[Records Boundary: Start]

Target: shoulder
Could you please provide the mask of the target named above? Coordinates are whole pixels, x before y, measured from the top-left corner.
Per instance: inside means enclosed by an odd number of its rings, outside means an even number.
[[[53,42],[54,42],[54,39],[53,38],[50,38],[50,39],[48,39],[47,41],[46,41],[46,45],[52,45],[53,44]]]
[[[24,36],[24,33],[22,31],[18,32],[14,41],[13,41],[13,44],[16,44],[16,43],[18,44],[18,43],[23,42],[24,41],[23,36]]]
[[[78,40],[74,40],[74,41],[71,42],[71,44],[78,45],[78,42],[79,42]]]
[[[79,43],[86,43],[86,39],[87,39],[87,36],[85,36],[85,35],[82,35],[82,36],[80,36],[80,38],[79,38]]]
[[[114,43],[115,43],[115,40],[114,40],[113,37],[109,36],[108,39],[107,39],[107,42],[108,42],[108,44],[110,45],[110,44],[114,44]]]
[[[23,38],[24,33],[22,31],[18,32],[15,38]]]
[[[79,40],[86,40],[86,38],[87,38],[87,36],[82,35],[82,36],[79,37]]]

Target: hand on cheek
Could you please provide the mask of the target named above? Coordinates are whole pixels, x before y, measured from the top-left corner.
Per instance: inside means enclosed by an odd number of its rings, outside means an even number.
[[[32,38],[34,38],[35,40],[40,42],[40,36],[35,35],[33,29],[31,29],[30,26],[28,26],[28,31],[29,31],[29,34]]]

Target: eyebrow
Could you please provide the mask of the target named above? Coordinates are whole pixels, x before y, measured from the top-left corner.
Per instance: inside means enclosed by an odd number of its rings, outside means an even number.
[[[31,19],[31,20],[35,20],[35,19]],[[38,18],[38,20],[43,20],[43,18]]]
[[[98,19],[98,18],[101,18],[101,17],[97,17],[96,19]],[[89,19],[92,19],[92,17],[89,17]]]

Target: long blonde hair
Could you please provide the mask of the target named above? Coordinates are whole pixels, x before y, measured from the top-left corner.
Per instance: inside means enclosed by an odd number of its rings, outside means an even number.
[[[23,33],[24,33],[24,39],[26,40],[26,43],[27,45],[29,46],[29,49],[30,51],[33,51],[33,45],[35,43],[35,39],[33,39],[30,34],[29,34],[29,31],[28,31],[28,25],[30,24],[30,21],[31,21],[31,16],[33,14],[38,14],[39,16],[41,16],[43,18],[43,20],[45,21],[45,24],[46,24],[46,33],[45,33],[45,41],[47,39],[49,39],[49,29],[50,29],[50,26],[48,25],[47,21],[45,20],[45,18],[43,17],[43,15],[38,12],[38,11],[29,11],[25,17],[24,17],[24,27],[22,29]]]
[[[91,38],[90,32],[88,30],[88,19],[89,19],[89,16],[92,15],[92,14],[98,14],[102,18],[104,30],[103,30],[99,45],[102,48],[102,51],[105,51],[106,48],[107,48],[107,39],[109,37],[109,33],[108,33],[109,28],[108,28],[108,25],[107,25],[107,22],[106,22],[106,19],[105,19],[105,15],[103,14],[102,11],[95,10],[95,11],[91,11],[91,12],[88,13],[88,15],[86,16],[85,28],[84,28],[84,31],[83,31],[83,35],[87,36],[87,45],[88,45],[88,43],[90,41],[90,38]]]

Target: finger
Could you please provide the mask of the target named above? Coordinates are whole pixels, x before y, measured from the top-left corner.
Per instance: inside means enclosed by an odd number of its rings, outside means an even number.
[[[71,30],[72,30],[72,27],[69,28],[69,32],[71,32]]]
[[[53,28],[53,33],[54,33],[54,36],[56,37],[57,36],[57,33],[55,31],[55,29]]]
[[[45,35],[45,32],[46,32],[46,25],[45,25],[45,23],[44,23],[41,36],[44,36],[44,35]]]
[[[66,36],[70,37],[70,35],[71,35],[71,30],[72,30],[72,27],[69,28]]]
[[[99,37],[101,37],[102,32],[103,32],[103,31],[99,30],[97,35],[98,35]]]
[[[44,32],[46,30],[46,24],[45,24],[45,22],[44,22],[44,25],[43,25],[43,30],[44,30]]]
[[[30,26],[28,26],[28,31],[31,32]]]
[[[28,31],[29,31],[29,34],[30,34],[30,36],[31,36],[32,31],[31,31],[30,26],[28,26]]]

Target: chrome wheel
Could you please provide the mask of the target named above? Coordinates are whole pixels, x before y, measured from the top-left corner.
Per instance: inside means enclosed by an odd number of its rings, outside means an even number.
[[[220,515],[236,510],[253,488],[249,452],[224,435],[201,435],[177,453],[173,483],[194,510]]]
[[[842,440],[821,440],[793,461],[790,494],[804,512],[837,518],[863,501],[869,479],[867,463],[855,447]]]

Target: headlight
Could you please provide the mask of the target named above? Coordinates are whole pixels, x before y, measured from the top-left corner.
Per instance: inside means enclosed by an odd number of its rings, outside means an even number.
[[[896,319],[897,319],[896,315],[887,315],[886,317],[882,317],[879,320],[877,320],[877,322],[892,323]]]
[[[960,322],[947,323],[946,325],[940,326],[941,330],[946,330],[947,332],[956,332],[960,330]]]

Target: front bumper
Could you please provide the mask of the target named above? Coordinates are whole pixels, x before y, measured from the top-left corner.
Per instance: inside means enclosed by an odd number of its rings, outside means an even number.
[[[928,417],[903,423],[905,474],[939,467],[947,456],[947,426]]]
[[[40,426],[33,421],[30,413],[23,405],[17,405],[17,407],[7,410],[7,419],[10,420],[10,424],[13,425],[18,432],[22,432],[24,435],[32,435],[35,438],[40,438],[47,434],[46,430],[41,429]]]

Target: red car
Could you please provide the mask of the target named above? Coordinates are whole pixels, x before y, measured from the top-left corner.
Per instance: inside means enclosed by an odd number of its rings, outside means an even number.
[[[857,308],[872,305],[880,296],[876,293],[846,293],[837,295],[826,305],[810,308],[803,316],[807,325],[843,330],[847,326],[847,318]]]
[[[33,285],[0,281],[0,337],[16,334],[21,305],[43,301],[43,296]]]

[Records Boundary: End]

Assignment: Reply with an exact copy of the lines running from the one containing "Target: front bumper" through the end of the entries above, both ends included.

Result for this task:
Target: front bumper
Could you please provide the mask of the target named above? Coordinates are whole pixels, x before y, measured from the top-left corner.
Per instance: inside means enclosed by an odd number of its rings, outside means an even number.
[[[928,417],[903,423],[905,474],[939,467],[947,456],[947,426]]]
[[[40,426],[33,421],[30,413],[23,405],[17,405],[17,407],[7,410],[7,419],[10,420],[10,424],[13,425],[18,432],[22,432],[24,435],[32,435],[35,438],[40,438],[47,434],[46,430],[41,429]]]

Target: red car
Could you please provide the mask of the target named above? Coordinates are whole pixels, x before y, measured from the top-left corner.
Per instance: inside means enclosed by an odd number of its rings, outside means an even number.
[[[857,308],[872,305],[880,296],[876,293],[846,293],[837,295],[826,305],[810,308],[803,316],[807,325],[843,330],[847,326],[847,318]]]
[[[33,285],[0,281],[0,337],[16,334],[21,305],[43,301],[43,296]]]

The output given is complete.